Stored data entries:
"""
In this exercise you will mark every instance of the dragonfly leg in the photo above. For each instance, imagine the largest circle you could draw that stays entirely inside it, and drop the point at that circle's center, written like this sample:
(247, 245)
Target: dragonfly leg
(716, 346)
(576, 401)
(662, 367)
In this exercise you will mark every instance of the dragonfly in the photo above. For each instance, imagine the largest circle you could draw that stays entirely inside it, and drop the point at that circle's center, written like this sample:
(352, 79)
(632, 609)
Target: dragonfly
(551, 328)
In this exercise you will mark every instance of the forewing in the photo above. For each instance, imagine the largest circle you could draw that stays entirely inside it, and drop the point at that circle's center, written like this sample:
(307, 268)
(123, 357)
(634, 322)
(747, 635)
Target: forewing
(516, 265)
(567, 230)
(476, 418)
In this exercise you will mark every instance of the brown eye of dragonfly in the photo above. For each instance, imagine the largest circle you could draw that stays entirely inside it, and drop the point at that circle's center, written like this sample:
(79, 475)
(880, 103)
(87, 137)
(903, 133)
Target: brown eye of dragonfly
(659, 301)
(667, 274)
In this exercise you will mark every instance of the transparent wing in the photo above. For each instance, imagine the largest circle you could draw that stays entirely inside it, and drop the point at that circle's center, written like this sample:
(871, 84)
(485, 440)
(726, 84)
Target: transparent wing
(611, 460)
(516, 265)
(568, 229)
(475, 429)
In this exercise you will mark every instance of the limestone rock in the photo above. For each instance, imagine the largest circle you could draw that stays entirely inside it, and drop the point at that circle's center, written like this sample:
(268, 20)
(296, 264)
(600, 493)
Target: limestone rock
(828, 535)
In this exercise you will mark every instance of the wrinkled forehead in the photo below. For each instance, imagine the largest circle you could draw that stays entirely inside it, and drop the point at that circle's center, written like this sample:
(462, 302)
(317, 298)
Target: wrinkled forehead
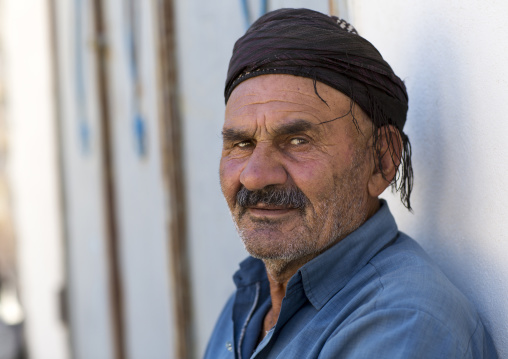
(286, 93)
"""
Looking at the entries above, say how many lines contain the word "that". Only the number is wanted.

• [Output]: 7